* Supplied material *
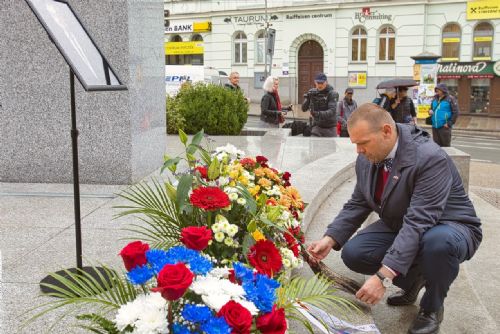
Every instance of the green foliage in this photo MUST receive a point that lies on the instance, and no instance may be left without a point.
(77, 289)
(175, 120)
(217, 110)
(316, 291)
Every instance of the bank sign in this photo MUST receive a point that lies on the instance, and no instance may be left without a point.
(478, 69)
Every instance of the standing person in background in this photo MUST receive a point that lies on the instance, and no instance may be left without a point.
(345, 108)
(444, 112)
(322, 101)
(386, 99)
(271, 111)
(403, 109)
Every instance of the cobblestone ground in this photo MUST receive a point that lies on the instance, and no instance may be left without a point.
(485, 182)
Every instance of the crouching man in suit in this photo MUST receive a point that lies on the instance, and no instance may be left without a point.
(427, 224)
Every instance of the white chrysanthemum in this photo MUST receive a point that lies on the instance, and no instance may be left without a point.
(219, 272)
(215, 302)
(229, 241)
(147, 314)
(127, 315)
(216, 227)
(223, 180)
(219, 236)
(232, 230)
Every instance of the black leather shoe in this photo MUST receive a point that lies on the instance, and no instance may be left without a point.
(427, 322)
(409, 297)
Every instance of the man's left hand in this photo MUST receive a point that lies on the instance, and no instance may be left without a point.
(372, 291)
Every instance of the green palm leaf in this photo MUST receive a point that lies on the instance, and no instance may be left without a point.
(74, 290)
(316, 291)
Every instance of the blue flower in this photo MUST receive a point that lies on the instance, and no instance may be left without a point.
(242, 272)
(180, 329)
(196, 313)
(216, 326)
(157, 258)
(262, 292)
(140, 274)
(201, 265)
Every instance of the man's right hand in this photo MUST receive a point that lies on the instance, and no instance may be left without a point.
(319, 249)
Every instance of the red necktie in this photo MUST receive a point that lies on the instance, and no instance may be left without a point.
(382, 177)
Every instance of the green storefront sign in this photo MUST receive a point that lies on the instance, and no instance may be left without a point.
(480, 69)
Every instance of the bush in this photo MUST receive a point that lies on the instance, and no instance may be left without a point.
(217, 110)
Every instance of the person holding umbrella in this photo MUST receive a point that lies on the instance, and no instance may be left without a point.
(403, 109)
(444, 113)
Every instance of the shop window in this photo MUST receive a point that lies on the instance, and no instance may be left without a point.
(480, 95)
(451, 42)
(483, 41)
(452, 85)
(240, 48)
(358, 44)
(386, 44)
(196, 38)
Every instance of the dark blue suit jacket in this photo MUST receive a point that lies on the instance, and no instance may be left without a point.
(424, 189)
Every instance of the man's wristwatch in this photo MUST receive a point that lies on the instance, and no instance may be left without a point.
(386, 282)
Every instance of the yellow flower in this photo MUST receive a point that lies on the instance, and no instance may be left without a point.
(265, 183)
(243, 180)
(257, 235)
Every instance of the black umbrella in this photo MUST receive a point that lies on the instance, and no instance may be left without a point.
(397, 83)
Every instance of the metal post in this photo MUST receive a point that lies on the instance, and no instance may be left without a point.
(265, 40)
(76, 177)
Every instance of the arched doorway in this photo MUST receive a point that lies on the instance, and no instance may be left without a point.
(310, 63)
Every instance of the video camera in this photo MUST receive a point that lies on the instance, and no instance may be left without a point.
(313, 92)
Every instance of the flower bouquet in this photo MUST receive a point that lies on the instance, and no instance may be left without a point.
(218, 242)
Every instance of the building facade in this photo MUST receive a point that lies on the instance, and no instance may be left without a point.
(356, 43)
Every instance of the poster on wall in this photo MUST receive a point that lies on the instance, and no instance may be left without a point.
(428, 80)
(357, 80)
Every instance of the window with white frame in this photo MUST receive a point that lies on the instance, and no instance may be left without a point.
(483, 41)
(386, 44)
(240, 48)
(358, 44)
(450, 50)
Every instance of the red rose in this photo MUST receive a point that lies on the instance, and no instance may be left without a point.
(236, 316)
(209, 198)
(265, 257)
(134, 254)
(273, 322)
(196, 238)
(203, 171)
(173, 280)
(292, 244)
(247, 162)
(261, 160)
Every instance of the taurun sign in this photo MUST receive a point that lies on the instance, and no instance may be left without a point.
(367, 14)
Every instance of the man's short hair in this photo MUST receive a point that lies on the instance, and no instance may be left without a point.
(373, 114)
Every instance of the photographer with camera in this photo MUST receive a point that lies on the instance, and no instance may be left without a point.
(322, 102)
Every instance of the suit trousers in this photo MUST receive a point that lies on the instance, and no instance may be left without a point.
(441, 250)
(442, 136)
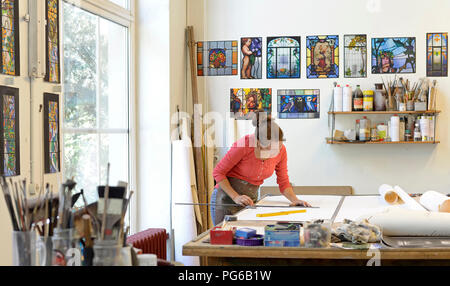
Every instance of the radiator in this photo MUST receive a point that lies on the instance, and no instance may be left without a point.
(151, 241)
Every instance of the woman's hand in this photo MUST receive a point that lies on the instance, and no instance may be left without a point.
(300, 203)
(243, 200)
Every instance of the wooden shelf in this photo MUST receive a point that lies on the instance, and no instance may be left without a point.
(329, 141)
(386, 112)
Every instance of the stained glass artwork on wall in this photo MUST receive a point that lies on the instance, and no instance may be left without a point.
(10, 155)
(51, 133)
(393, 55)
(355, 56)
(299, 104)
(245, 101)
(10, 61)
(217, 58)
(437, 54)
(283, 57)
(322, 56)
(251, 58)
(53, 59)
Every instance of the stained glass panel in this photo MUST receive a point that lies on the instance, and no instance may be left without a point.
(322, 56)
(10, 37)
(437, 54)
(53, 59)
(393, 55)
(10, 154)
(283, 57)
(217, 58)
(51, 129)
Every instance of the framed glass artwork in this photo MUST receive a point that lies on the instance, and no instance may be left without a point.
(283, 57)
(393, 55)
(355, 56)
(437, 54)
(251, 58)
(10, 63)
(51, 133)
(217, 58)
(322, 57)
(245, 101)
(298, 103)
(10, 135)
(53, 74)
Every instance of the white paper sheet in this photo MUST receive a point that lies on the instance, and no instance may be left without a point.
(327, 207)
(356, 207)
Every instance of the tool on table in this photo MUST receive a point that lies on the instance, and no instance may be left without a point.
(280, 213)
(247, 207)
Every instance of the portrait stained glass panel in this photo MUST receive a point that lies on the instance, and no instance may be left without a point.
(10, 60)
(437, 54)
(355, 56)
(51, 133)
(393, 55)
(10, 154)
(245, 101)
(299, 104)
(322, 56)
(53, 55)
(283, 57)
(217, 58)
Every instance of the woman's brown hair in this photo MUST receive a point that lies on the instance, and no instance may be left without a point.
(266, 130)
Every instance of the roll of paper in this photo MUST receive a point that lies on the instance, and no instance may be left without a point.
(347, 99)
(396, 221)
(435, 202)
(338, 99)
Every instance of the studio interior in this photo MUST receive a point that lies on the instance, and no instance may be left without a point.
(224, 133)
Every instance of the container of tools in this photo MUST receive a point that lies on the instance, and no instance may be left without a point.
(317, 234)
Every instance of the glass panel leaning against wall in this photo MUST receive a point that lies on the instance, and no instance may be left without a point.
(96, 100)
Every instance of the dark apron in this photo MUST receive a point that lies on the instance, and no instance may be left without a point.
(219, 197)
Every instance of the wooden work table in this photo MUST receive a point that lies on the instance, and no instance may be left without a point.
(235, 255)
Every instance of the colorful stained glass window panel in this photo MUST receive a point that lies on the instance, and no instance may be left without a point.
(393, 55)
(322, 56)
(53, 58)
(10, 37)
(217, 58)
(245, 101)
(283, 57)
(355, 56)
(299, 104)
(437, 54)
(10, 132)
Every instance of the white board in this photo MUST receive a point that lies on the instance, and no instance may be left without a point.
(327, 207)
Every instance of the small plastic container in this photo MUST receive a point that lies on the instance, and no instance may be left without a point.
(317, 234)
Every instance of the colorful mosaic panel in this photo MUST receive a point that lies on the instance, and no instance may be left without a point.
(10, 132)
(53, 58)
(299, 104)
(51, 129)
(10, 37)
(322, 56)
(437, 54)
(218, 58)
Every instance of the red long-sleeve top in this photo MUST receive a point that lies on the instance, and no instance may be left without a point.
(240, 162)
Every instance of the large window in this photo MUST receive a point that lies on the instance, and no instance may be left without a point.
(96, 99)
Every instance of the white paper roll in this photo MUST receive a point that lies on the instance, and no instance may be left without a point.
(338, 99)
(395, 221)
(435, 202)
(347, 99)
(183, 217)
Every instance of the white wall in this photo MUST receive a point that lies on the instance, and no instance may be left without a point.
(311, 161)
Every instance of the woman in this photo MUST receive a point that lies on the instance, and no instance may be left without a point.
(247, 164)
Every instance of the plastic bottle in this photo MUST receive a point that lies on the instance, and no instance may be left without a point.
(358, 99)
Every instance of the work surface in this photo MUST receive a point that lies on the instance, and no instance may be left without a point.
(335, 208)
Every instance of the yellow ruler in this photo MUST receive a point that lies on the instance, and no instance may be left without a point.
(281, 213)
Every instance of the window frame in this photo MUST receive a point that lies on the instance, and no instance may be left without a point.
(125, 17)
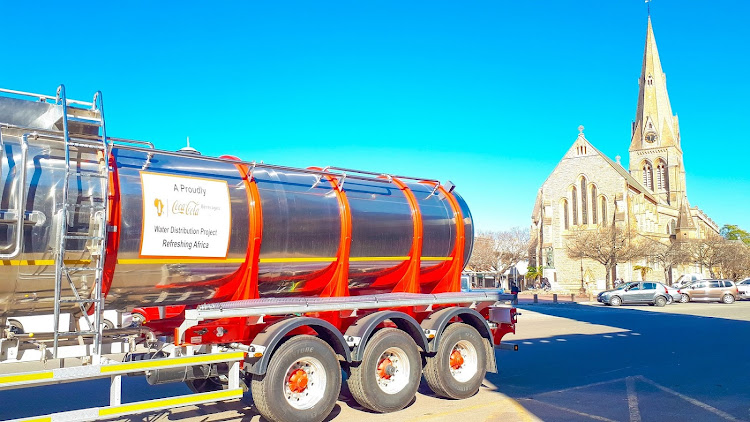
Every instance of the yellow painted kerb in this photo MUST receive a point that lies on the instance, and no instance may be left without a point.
(171, 402)
(7, 379)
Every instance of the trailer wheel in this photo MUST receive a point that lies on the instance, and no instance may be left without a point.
(458, 368)
(302, 382)
(389, 375)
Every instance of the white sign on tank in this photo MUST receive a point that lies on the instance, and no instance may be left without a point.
(184, 217)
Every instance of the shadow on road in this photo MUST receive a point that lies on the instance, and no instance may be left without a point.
(664, 367)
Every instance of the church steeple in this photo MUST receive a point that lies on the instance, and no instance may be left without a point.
(654, 125)
(655, 151)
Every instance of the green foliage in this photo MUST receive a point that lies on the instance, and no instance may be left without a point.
(644, 270)
(533, 273)
(733, 232)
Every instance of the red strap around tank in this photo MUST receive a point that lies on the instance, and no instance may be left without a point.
(339, 283)
(451, 281)
(247, 285)
(409, 283)
(113, 237)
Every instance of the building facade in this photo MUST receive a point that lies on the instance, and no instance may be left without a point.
(587, 189)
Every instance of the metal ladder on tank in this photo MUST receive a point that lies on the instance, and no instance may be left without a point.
(65, 273)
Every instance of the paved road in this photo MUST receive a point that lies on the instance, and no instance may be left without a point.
(577, 362)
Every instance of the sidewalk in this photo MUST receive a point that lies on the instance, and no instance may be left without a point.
(527, 298)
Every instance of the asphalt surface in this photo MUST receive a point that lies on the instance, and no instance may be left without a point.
(576, 362)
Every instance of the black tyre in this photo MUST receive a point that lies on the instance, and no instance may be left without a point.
(388, 377)
(15, 326)
(302, 382)
(206, 385)
(458, 368)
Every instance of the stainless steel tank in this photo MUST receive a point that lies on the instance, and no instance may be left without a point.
(161, 198)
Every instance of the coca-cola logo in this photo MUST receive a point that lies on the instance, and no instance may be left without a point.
(185, 208)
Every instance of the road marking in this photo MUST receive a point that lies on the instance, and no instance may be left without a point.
(635, 413)
(575, 412)
(580, 387)
(691, 400)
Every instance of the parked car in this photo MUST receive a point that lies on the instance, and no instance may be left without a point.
(687, 279)
(674, 295)
(710, 291)
(744, 288)
(648, 292)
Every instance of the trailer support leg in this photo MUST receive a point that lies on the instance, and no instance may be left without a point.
(115, 390)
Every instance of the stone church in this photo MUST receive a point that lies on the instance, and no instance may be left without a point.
(587, 189)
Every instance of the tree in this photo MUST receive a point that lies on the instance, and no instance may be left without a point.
(643, 270)
(667, 256)
(484, 256)
(534, 273)
(735, 260)
(706, 252)
(733, 232)
(499, 250)
(608, 245)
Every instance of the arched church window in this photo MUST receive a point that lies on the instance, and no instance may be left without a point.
(584, 200)
(661, 176)
(574, 196)
(648, 178)
(593, 205)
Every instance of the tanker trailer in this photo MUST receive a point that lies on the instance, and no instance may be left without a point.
(266, 277)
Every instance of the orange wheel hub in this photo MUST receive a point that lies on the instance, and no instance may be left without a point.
(297, 381)
(383, 368)
(456, 359)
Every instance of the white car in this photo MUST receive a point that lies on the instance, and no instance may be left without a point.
(44, 323)
(744, 288)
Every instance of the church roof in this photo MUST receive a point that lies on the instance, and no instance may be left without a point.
(626, 175)
(654, 113)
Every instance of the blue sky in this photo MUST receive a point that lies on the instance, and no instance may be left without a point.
(487, 94)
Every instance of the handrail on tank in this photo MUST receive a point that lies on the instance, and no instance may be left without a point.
(131, 145)
(44, 98)
(347, 170)
(260, 164)
(20, 197)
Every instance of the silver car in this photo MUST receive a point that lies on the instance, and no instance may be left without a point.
(648, 292)
(744, 288)
(674, 294)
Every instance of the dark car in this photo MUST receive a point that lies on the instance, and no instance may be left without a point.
(648, 292)
(724, 291)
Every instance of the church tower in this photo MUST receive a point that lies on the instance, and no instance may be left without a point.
(655, 151)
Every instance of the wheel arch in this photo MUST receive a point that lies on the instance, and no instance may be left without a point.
(273, 336)
(365, 327)
(441, 319)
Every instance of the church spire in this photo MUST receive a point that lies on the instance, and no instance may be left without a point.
(654, 125)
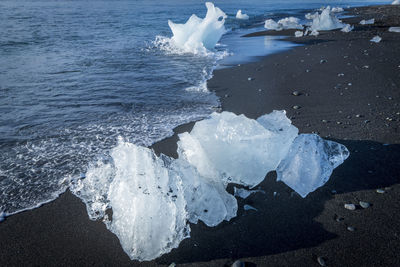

* Problem statement *
Please transcribe, with no additions, the lines starting at the one that contains "Every instance of the church tower" and running through the last line of the entries, inclusive. Leave the pictures out.

* Written solution *
Every instance of the church tower in this photo MUST receive a point that lies on the instance, and no instance may be left without a point.
(655, 151)
Every instance of the wheel arch in this photo MUST receive a point that lies on the instance, and no instance may be left without a point.
(273, 336)
(365, 327)
(441, 319)
Every instance of the church spire in this photo MUST receive a point that lies on the instance, and no instance may be left without a point.
(654, 125)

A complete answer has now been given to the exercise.